[Page extract]
• • • •

If the stocks included in a reference index, held by a reference fund or included in a reference fund’s tracked index are all part of the same sector, the performance of securities linked to such reference index or reference fund is dependant upon the performance of issuers of stocks in a particular sector of the economy. Consequently, the value of the securities may be subject to greater volatility and be more adversely affected by a single economic, political or regulatory occurrence affecting the particular sector than an investment linked to a more broadly diversified underlying.

• • • •

[Raw records]
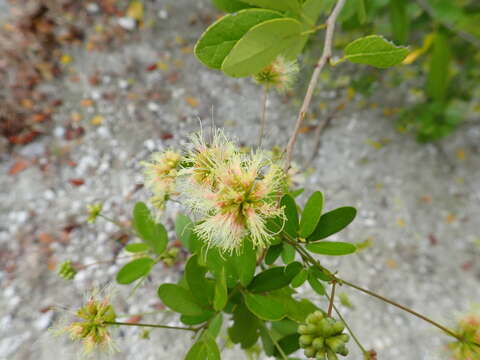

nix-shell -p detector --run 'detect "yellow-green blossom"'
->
[447,312,480,360]
[142,150,182,212]
[57,293,116,357]
[253,56,299,92]
[186,152,284,252]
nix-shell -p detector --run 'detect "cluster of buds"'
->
[57,260,77,280]
[143,130,287,253]
[298,311,349,360]
[253,56,299,92]
[64,296,116,354]
[448,313,480,360]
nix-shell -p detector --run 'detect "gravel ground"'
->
[0,0,480,360]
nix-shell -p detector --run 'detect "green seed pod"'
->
[303,346,317,357]
[333,321,345,334]
[298,335,313,347]
[318,318,335,338]
[297,325,308,335]
[312,337,325,350]
[327,349,338,360]
[325,336,345,352]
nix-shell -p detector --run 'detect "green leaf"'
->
[283,261,303,281]
[355,0,367,24]
[243,0,300,13]
[117,257,155,284]
[298,191,323,239]
[248,266,291,293]
[282,244,295,265]
[185,254,213,305]
[344,35,409,69]
[207,313,223,339]
[232,241,257,286]
[194,9,282,69]
[212,0,250,12]
[389,0,409,44]
[308,271,326,296]
[133,202,168,255]
[280,194,298,238]
[180,311,215,325]
[243,293,286,321]
[222,18,302,77]
[426,32,452,102]
[307,206,357,241]
[158,284,205,316]
[228,302,259,349]
[124,243,150,253]
[290,269,308,288]
[213,268,228,311]
[175,214,193,252]
[273,333,300,357]
[185,333,220,360]
[306,241,357,256]
[265,244,283,265]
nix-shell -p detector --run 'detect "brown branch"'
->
[285,0,347,171]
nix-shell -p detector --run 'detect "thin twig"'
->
[285,0,347,171]
[327,280,337,317]
[333,305,367,354]
[104,321,199,332]
[257,86,268,149]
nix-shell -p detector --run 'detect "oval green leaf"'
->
[244,293,286,321]
[158,284,205,316]
[222,18,302,77]
[248,266,291,293]
[307,206,357,241]
[117,257,155,285]
[299,191,323,239]
[194,9,282,69]
[124,243,150,253]
[344,35,409,69]
[306,241,357,256]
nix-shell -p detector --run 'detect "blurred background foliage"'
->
[212,0,480,142]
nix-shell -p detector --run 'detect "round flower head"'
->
[54,291,116,358]
[142,150,181,212]
[448,312,480,360]
[187,152,284,252]
[182,129,235,187]
[253,56,299,92]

• • • •

[Exercise tasks]
1: Answer these about the passage on sector concentration, one answer a line, marked (a), (b), (c) to match:
(a) What must be true of the stocks for the performance of the linked securities to depend on one sector of the economy?
(b) To what may the value of the securities be subject?
(c) With what kind of investment is the effect of a single occurrence on the securities compared?
2: Write out again the part of the records that opens with the first line of the records and closes with the line containing "[0,0,480,360]". Include the requests, and multiply every bounding-box coordinate in the answers by 0.4, rounding to whole numbers with halves rounded up. Leave the pictures out.

[Answers by task]
1:
(a) They are all part of the same sector.
(b) Greater volatility.
(c) An investment linked to a more broadly diversified underlying.

2:
nix-shell -p detector --run 'detect "yellow-green blossom"'
->
[179,125,192,144]
[57,60,73,85]
[23,117,46,143]
[101,22,120,37]
[74,61,114,101]
nix-shell -p detector --run 'detect "cluster of buds"'
->
[23,104,31,112]
[57,52,115,101]
[119,124,140,144]
[101,22,120,37]
[26,118,46,142]
[179,125,192,144]
nix-shell -p detector --run 'detect "gravel ground"'
->
[0,0,192,144]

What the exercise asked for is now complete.